## Some records
--- Start ---

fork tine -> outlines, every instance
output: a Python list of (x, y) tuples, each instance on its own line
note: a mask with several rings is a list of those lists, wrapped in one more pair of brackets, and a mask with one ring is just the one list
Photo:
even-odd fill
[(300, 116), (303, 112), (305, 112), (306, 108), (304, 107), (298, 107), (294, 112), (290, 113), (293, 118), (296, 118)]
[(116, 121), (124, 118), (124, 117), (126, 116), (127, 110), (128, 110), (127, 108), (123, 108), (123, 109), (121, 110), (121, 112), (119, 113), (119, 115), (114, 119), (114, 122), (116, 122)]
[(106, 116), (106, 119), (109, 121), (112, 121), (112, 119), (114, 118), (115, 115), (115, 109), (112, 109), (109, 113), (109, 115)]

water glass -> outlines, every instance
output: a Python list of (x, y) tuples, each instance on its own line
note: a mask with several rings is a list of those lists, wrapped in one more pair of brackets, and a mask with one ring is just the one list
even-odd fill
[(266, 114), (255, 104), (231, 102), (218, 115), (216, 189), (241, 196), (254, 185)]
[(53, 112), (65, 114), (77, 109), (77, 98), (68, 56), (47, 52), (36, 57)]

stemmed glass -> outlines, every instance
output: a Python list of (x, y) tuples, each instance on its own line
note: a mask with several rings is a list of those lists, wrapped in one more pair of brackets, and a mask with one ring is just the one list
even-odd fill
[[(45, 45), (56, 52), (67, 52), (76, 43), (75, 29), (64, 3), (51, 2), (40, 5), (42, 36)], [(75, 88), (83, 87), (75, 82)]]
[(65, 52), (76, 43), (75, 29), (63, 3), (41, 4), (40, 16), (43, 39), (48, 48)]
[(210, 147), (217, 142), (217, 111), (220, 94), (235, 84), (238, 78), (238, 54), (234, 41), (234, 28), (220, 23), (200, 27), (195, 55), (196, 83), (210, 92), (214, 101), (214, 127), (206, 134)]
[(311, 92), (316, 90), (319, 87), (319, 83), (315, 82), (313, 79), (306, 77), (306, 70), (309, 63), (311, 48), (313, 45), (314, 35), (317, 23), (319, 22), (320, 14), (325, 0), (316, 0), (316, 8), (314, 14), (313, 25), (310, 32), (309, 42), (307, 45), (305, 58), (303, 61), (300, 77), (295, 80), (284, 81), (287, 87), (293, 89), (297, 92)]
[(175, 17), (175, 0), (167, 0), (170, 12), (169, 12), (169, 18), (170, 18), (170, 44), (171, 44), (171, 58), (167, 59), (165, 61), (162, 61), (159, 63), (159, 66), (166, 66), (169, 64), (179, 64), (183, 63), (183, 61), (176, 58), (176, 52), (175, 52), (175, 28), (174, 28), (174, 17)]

--- End ---
--- Start ---

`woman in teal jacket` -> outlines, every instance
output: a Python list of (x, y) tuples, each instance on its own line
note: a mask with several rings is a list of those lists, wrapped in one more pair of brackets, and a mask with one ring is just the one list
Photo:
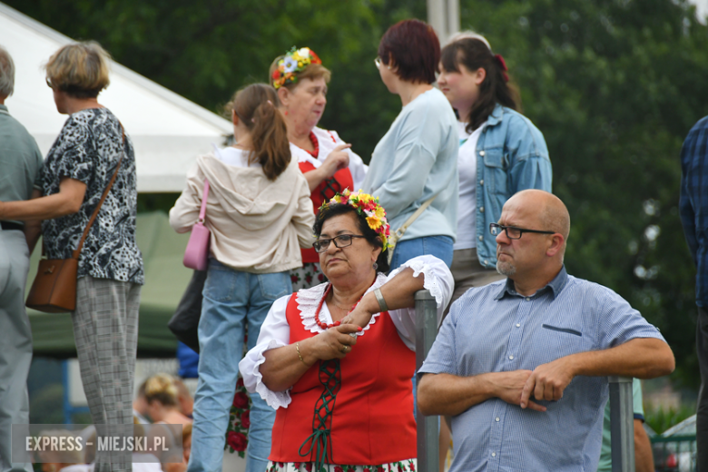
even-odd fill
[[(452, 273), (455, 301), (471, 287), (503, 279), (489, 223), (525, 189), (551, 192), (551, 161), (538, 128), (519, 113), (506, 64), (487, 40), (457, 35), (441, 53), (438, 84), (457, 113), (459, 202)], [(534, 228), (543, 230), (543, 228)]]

--- End ---
--- Start ---

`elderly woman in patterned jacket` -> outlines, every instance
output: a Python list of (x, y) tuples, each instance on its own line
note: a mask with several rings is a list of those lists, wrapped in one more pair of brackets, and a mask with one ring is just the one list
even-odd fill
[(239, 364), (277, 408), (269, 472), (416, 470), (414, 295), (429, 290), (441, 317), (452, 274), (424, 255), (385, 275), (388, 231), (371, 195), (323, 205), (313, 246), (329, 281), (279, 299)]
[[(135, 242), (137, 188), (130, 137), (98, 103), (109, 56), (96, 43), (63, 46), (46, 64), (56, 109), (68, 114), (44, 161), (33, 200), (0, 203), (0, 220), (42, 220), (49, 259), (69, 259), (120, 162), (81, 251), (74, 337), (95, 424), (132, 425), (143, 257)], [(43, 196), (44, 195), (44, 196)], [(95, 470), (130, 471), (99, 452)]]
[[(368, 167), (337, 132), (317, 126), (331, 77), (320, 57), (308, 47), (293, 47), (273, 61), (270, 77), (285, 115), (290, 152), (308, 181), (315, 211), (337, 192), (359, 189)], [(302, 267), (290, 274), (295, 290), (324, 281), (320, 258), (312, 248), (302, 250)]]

--- End ---

## WHAT YOU SHOULD DO
Substitute "fork prong" for "fork tine" in the records, starting at the line that contains "fork tine -> outlines, every instance" and ending at the line that contains "113), (109, 115)]". Give those lines again with everything else left unchanged.

## FULL RESPONSE
fork prong -> outlines, every instance
output: a Python list of (x, y) tuples, each instance on its own line
note: a mask with several rings is a list of those lists, wrapped in one more pair of brackets, and a mask with one ring is just the one list
Photo:
even-odd fill
[(300, 116), (303, 112), (305, 112), (306, 108), (304, 107), (298, 107), (294, 112), (290, 113), (293, 118), (296, 118)]
[(116, 121), (124, 118), (124, 117), (126, 116), (127, 110), (128, 110), (127, 108), (123, 108), (123, 109), (121, 110), (121, 112), (119, 113), (119, 115), (114, 119), (114, 122), (116, 122)]
[(106, 116), (106, 119), (109, 121), (112, 121), (112, 119), (114, 118), (115, 115), (115, 109), (112, 109), (109, 113), (109, 115)]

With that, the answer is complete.